* BEGIN Material provided *

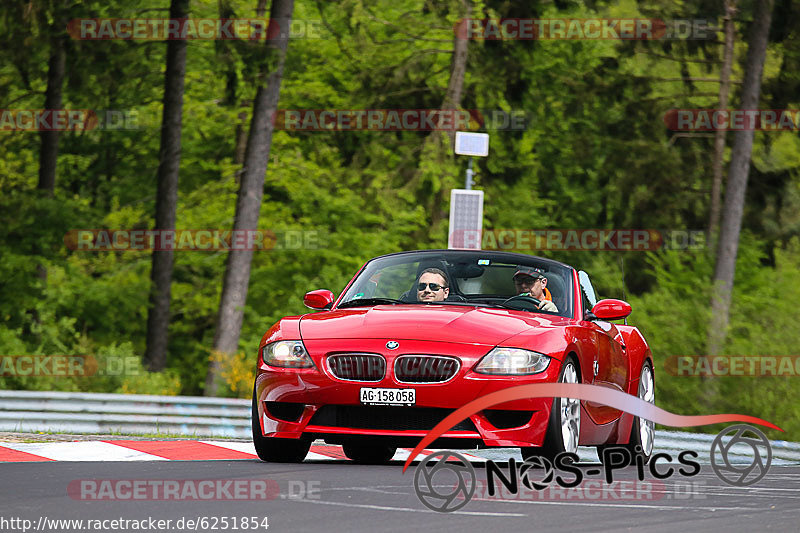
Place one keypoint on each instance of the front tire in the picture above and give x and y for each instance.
(275, 450)
(564, 426)
(640, 444)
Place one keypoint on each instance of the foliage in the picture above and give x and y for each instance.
(594, 154)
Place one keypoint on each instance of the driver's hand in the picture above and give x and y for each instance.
(547, 305)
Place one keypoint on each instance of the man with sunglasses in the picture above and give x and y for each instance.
(531, 282)
(432, 286)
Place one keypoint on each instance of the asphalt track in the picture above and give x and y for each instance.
(338, 495)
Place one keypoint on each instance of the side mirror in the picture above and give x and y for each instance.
(319, 299)
(611, 309)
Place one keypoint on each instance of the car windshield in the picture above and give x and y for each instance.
(470, 278)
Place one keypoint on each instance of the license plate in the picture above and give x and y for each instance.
(371, 396)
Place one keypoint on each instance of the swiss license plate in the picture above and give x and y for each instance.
(371, 396)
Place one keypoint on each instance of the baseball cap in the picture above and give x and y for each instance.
(529, 271)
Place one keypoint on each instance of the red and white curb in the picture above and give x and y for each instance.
(182, 450)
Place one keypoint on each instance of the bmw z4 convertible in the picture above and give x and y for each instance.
(416, 335)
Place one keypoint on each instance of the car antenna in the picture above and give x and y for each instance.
(622, 266)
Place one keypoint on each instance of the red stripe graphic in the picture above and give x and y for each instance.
(591, 393)
(182, 450)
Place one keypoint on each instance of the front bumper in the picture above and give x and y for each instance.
(313, 403)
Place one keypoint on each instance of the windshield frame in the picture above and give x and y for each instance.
(453, 257)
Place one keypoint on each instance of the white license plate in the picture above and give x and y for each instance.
(371, 396)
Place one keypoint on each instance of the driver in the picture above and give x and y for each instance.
(432, 286)
(530, 281)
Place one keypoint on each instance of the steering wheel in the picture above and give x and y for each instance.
(524, 302)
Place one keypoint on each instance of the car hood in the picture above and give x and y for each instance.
(445, 323)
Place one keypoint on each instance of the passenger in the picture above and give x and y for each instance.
(530, 281)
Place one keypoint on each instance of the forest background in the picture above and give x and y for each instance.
(594, 152)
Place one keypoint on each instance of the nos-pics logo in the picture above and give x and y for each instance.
(445, 481)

* END Material provided *

== What is required ==
Lay out every line of the items above as a Markdown table with the columns No. and Line, numbering the rows and skipping blank lines. Leave the pictures out.

== Answer to this task ==
| No. | Line |
|---|---|
| 1 | Place one keypoint on each instance of the front tire in the picture above and give x and y for each instance. |
| 2 | (275, 450) |
| 3 | (564, 426) |
| 4 | (640, 444) |
| 5 | Place one keypoint on each instance of the foliage in the picture above and give x and y for each instance. |
| 6 | (594, 154) |
| 7 | Place one keypoint on each instance of the driver's hand in the picture above and give x and y for each instance. |
| 8 | (547, 305) |
| 9 | Place one keypoint on each instance of the man with sunglasses in the picture above and give x and y for each instance. |
| 10 | (531, 282) |
| 11 | (432, 286) |
| 12 | Place one keypoint on each instance of the asphalt track in the picture above and give x and y for each instance. |
| 13 | (338, 495) |
| 14 | Place one keypoint on each instance of the side mirror in the picture above and give x and y for each instance. |
| 15 | (319, 299) |
| 16 | (611, 309) |
| 17 | Place one keypoint on each instance of the car windshield in the picture above and give x and y for each instance. |
| 18 | (470, 278) |
| 19 | Place one keypoint on each instance of the license plate in the picture above and give x and y for each instance. |
| 20 | (371, 396) |
| 21 | Place one keypoint on each instance of the swiss license plate in the picture above and give x and y for each instance. |
| 22 | (371, 396) |
| 23 | Place one keypoint on each instance of the baseball cap in the picture above and give x and y for each instance. |
| 24 | (529, 271) |
| 25 | Place one keypoint on each instance of the red and white curb in the picture above and give x and y for each instance. |
| 26 | (182, 450) |
| 27 | Place one keypoint on each instance of the bmw z4 convertible in the picture above and give x and y for each instance. |
| 28 | (416, 335) |
| 29 | Place one keypoint on each instance of the car antenna in the picture above and give x and y for each instance. |
| 30 | (622, 266) |
| 31 | Place one keypoint on each instance of the red stripe graphic in the picture above and give x and y for each instance. |
| 32 | (591, 393) |
| 33 | (182, 450) |
| 34 | Place one keypoint on each instance of the front bumper in the picture above and give x and y for each instance. |
| 35 | (313, 403) |
| 36 | Place one keypoint on each instance of the windshield frame in the picture above and give x and y for each instance. |
| 37 | (453, 257) |
| 38 | Place one keypoint on each instance of the white license plate in the picture above and give x and y for each instance. |
| 39 | (371, 396) |
| 40 | Place one keypoint on each instance of the driver in the picture above and give x and y for each instance. |
| 41 | (432, 286) |
| 42 | (530, 281) |
| 43 | Place one keypoint on each instance of the steering wheel in the picture above and give x and y for each instance. |
| 44 | (524, 302) |
| 45 | Place one keypoint on each instance of the car hood in the picture above and give x and y for each instance. |
| 46 | (445, 323) |
| 47 | Place one keypoint on each instance of the passenger in the picture above and give x and y for each instance. |
| 48 | (530, 281) |
| 49 | Place one keypoint on each instance of the forest background in the picture above and give x and y for each instance. |
| 50 | (594, 152) |
| 51 | Place one keypoint on each instance of the nos-pics logo in the picture above and give x and y for each instance. |
| 52 | (445, 481) |